═════ QUOTED PASSAGE ═════

For the first time in America, Emerson gave full expression to a philosophy of romantic idealism. He thought that the spiritual and intellectual ideals of the 18th century, the principles of the Age of Reason, had ended in sterility. Emerson’s ethic of self-reliance represents the necessity for the individual to question most of all forms of social conventions and to refuse his ideas by the accepted standards and values of society. Also, it represents the necessity for the individual to think and act according to his standards.

But this self-reliance can also be interpreted as moral relativism and as a certain cult of individualistic power. Indeed, Emerson’s philosophy does reflect a certain fascination with power. Very often, he seems to be too enthusiastic about all manifestations of energy, personal force and superior vitality: "power first. In politics and in trade, pirates are of better promise than talkers and clerks": it’s a philosophy of action. Such ambivalent affirmations show a great deal of the liberating potential of Emerson’s philosophy but evidently, they also hide a dangerously anarchistic potential that can not be denied.

Henry David THOREAU

Is the spiritual son of Emerson: he did what Emerson said and tried to act according to the philosophy of self-reliance. One of the most important observations that can be made about Thoreau’s life as a man and as an artist is that he considered freedom as the highest ideal of society. His life as a writer and as a thinker was dedicated to the freedom of trying new ideals and new experiences. Also, freedom for Thoreau meant the possibility for the individual to discover himself and to live his life against social conventions. In order to accomplish his ideal of freedom, Thoreau went to live at Walden Pond in 1845. This decision was essentially determined by three tendencies in Thoreau’s personality:

  • As a man, he wanted to explore and discover new aspects of his own personality.
  • As an intellectual, he wanted to experiment with a new form of life different from life in an organized complex capitalistic society.
  • As a writer, he wanted to explore and experiment with his own writing. In this respect, Thoreau’s experience marks the beginning of the essay as lived experience.

Concerning Thoreau’s experience as a writer, his poetry and prose reflect the work of a very careful artist: great deal of attention to the nuances of the language. It may appear spontaneous, even like conversation but it is not. His prose is carefully studied. He’s always addressing the reader.

Walden is representative of Thoreau’s style. It is quite artful and elaborate. Yet, it appears to be artistically modest. The ideals are complex and sophisticated. Yet, it appears to be simple. Simplicity in Thoreau’s is not just a literary characteristic of Walden, which also incarnates the ideal of an intellectual who wants to limit life to the simplest activities. Thoreau came to Walden Pond in order to make a fresh start, to see intellectual and natural experience directly. He did not look for inspiration in books but in Nature. He established a real tradition of individualism: life in Nature is by necessity a separation from society and its conventions. Consequently, the writer’s position outside society becomes the best place to observe society and its institutions with critical eyes.

═════ DATA SEGMENT ═════

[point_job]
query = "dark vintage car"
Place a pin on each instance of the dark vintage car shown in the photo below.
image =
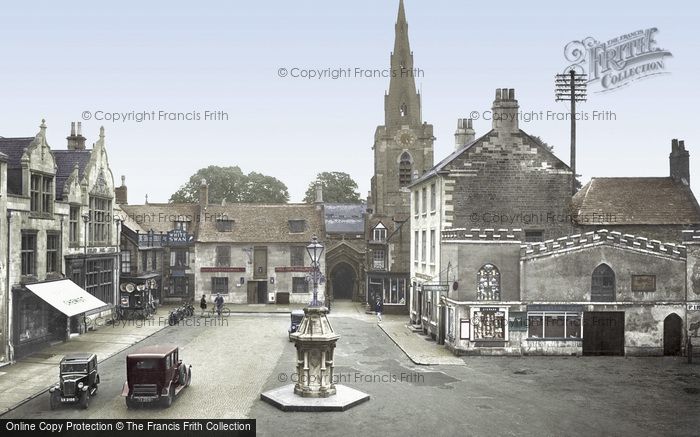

═════

PROBLEMS AND TASKS:
1. Answer these from the text on Emerson and Thoreau:
(a) What did Emerson think the ideals of the 18th century had ended in?
(b) In what year did Thoreau go to live at Walden Pond?
(c) Where did Thoreau look for inspiration instead of in books?
2. Pick up the text on Emerson and Thoreau after its final sentence and keep writing it.

TASK-BY-TASK ANSWERS:
1.
(a) Sterility.
(b) 1845.
(c) In Nature.

2.
Through this return to Nature, Thoreau wants to move away from the regulations of a materialistic and instrumental society. He wants to reorganize his life according to his own philosophy. At the beginning of the essay, Thoreau uses ironic expressions for his new experience: "a private business". To call this escape from the materialism of society a "business" is irony and Walden becomes the story of this escape. It reminds us of Zen Buddhism or Hindu mysticism: his life in nature seems to be a form of sacrifice in order to reach a higher transcendent state of being. Even when Thoreau describes himself building his cabin, we have the impression that the business of building is also a religious ceremony of purification and renewal. Therefore, Thoreau belongs to the American tradition of renewal, a sort of symbolic baptism of the individual through an escape to nature.

Nathaniel HAWTHORNE

Is much more pessimistic about human nature: he didn’t believe in a new beginning: to him, the past comes back to haunt the present. He wrote short stories and novels with a complex and disturbing aspect of American life. His literary imagination was strongly influenced by his early life in Salem (Massachusetts) where he was born. The history of Salem and American Puritanism presented the context in which he developed his ideas about human nature and the ambivalent nature of human psychology, and about sin and guilt, the dangers of the intellect and the risks of passion.

Later, when he lived in Concord (Massachusetts), Hawthorne dedicated his efforts to sketches and short stories, called "allegories of the heart". His novels are "romances". In both short stories and novels, Hawthorne was excellent at describing the complexities and ambiguities of human psychology. According to Hawthorne, human mind is determined by a division between sensuality & repression of the sensuality, between conformity & individualism. It is also the scene of a dialectical conflict between good and evil. His fictions represent the co-existence of contradictory forces on the individual. Hawthorne is a romantic author whose short stories and novels are marked by a concern with the American past with the role of the creative artist in a materialistic society. He insisted on the importance of human emotions and imagination, and on the dangers of cold intellect.

Henry James and Edgar Allan Poe criticized Hawthorne for being too allegorical in his style. Hawthorne himself admitted that his allegorical style is vague and not easy to understand: "I am not quite sure that I entirely comprehend my own meaning in these blasted allegories". In his "allegories of the heart", Hawthorne uses symbols in order to represent the narrow separation between good and evil in the human mind. Through his allegorical technique, he shows that humankind can never solve the mysteries and the ambiguities of a divided human psychology. Hawthorne’s moral and religious concerns are central to his literary symbolism. His most representative symbols were derived from puritan history of New England. He developed his themes about good and evil around the historical events and the personalities that influenced New England culture and society.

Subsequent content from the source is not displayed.